The overview page of the dashboard offers live monitoring and quick links to common views such as metrics, nodes, jobs, and events related to [Ray job submission APIs](https://docs.ray.io/en/master/cluster/running-applications/job-submission/quickstart.html#jobs-quickstart) and the [Ray autoscaler](https://docs.ray.io/en/master/cluster/key-concepts.html#cluster-autoscaler). Along the top navigation bar, you will find five viewing displays:

1.  **Jobs** - View the status and logs of [Ray jobs](https://docs.ray.io/en/latest/cluster/running-applications/job-submission/index.html#jobs-overview).
2.  **Cluster** - View state, resource utilization, and logs for each node and worker.
3.  **Actors** - View information about the actors that have existed on the Ray cluster.
4.  **Metrics** - View time series metrics that automatically refresh every 15 seconds; requires [Prometheus](https://prometheus.io/) and [Grafana](https://grafana.com/oss/grafana/) running for your cluster.
5.  **Logs** - View all logs, organized by node and file name; supports filter and search.

Each view offers plenty of categories to monitor, and you can refer to the [dashboard references](https://docs.ray.io/en/latest/ray-core/ray-dashboard.html#references) for a more complete description. A more detailed investigation will come in the coming sections on Ray observability workflows.

#### Coding exercise

Open up the Ray Dashboard from the URL provided when you called `ray.init()`.

Try running a task or creating a new actor. You can use the basic task or actor provided in the beginning of this section or set up custom ones. Monitor the updating displays to see states and access logs.\
Remember: In the Anyscale console, time series metrics are built-in, so you don't have to set anything up. If you're following along locally, download and configuration instructions for integration with Prometheus and Grafana can be found [here](https://docs.ray.io/en/latest/ray-observability/ray-metrics.html#ray-metrics).

In [None]:
### YOUR CODE HERE ###

In [None]:
task.remote()
sample_actor = Actor.remote()
sample_actor.call.remote()

### Summary

#### Key concepts

-   **State API**
    -   A way to inspect the state of resources through CLI and Python SDK.
-   **Dashboard UI** 
    -   A central way to view resources, state, and time series metrics at a glance; a great entry point to using the best support observability tools in Ray.

Required actions:
[1] Using the Ray Dashboard text, decide whether each statement agrees with it. Answer yes or no and quote the deciding words. (a) The Metrics view refreshes automatically every 15 seconds. (b) The Logs view supports filter and search. (c) The top navigation bar holds six viewing displays.
[2] Name every viewing display that the Ray Dashboard text lists along the top navigation bar.

Information given:
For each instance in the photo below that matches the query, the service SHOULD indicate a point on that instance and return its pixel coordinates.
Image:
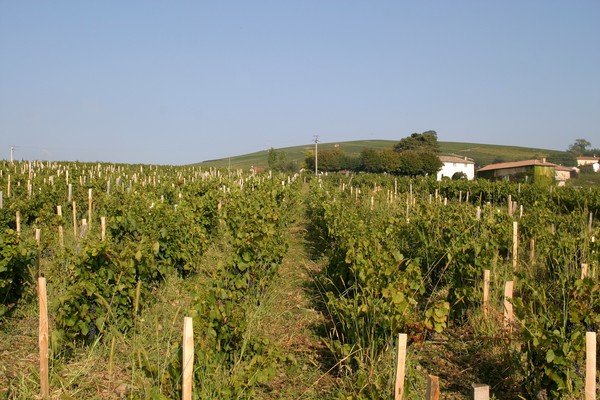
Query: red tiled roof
(517, 164)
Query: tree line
(415, 155)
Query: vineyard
(297, 287)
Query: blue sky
(178, 82)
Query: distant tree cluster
(278, 161)
(415, 155)
(582, 147)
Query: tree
(579, 147)
(330, 160)
(426, 141)
(278, 161)
(431, 163)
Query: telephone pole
(316, 140)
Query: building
(584, 160)
(537, 171)
(454, 164)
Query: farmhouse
(527, 171)
(454, 164)
(584, 160)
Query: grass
(483, 154)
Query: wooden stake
(515, 244)
(590, 366)
(188, 359)
(433, 388)
(400, 366)
(508, 309)
(43, 337)
(481, 392)
(486, 290)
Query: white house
(454, 164)
(585, 160)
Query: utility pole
(316, 139)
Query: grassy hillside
(483, 154)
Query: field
(483, 154)
(297, 287)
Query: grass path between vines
(291, 320)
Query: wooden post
(433, 388)
(508, 309)
(188, 359)
(590, 366)
(74, 219)
(481, 392)
(43, 337)
(532, 251)
(400, 366)
(515, 244)
(584, 270)
(486, 290)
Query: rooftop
(517, 164)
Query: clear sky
(178, 82)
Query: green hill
(483, 154)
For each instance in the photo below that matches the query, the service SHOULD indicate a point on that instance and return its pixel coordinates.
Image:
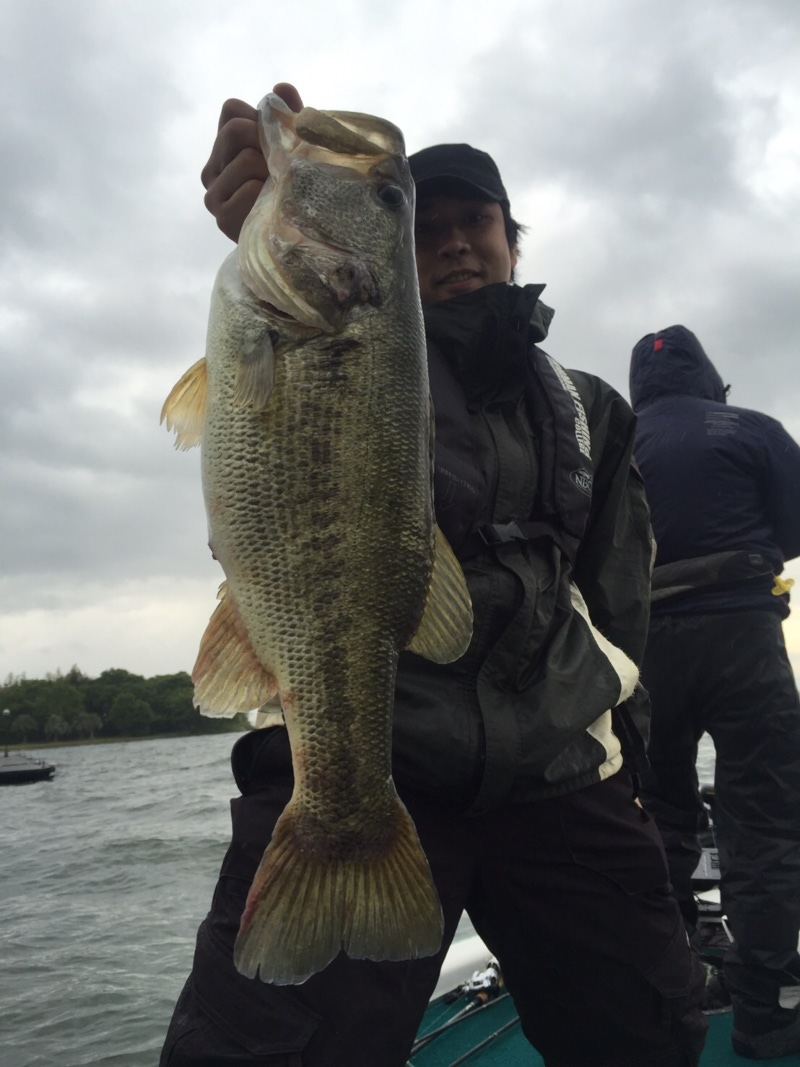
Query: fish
(313, 411)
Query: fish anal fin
(446, 627)
(228, 677)
(185, 409)
(306, 905)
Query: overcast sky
(652, 147)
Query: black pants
(729, 674)
(570, 893)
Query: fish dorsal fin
(185, 409)
(446, 628)
(255, 376)
(228, 677)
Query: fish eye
(392, 195)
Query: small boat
(475, 1022)
(17, 768)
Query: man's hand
(236, 169)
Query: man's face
(461, 245)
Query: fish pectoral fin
(185, 409)
(255, 375)
(446, 627)
(270, 714)
(310, 900)
(228, 677)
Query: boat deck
(492, 1036)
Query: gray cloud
(638, 142)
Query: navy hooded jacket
(722, 482)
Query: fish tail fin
(306, 904)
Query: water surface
(107, 872)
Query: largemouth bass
(314, 412)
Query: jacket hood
(672, 363)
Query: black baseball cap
(460, 162)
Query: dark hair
(514, 229)
(462, 190)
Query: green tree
(100, 693)
(86, 725)
(129, 716)
(56, 728)
(24, 728)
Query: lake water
(106, 873)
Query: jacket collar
(485, 336)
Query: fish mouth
(287, 260)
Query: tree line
(116, 704)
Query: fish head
(331, 234)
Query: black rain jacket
(722, 483)
(536, 460)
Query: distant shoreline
(22, 747)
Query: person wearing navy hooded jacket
(723, 487)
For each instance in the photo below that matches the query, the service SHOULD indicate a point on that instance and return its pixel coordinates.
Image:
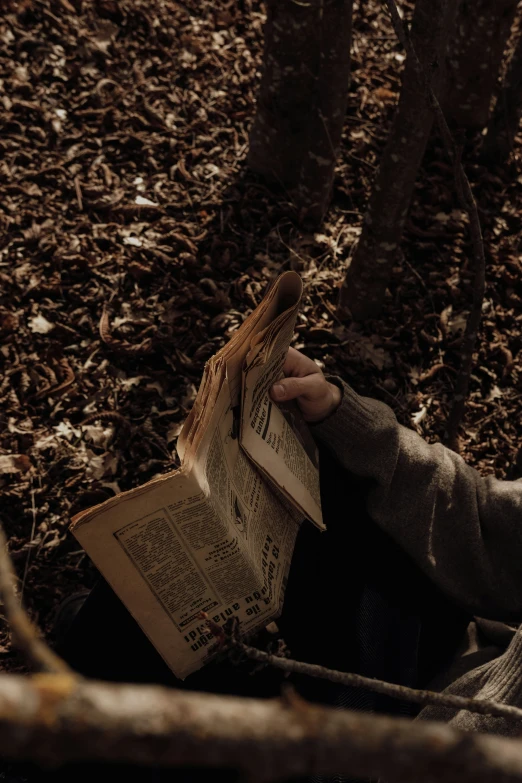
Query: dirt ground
(126, 203)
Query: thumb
(290, 388)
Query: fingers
(310, 387)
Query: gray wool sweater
(463, 530)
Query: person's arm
(463, 530)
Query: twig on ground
(25, 635)
(54, 719)
(422, 697)
(467, 201)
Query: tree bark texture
(302, 100)
(364, 287)
(505, 120)
(474, 57)
(54, 719)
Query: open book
(217, 535)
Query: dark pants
(354, 602)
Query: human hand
(305, 382)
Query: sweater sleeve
(462, 529)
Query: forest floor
(124, 132)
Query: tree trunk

Responses per task:
[1]
(a) Yes: "View time series metrics that automatically refresh every 15 seconds"
(b) Yes: "supports filter and search"
(c) No: "you will find five viewing displays"

[2] Jobs, Cluster, Actors, Metrics, Logs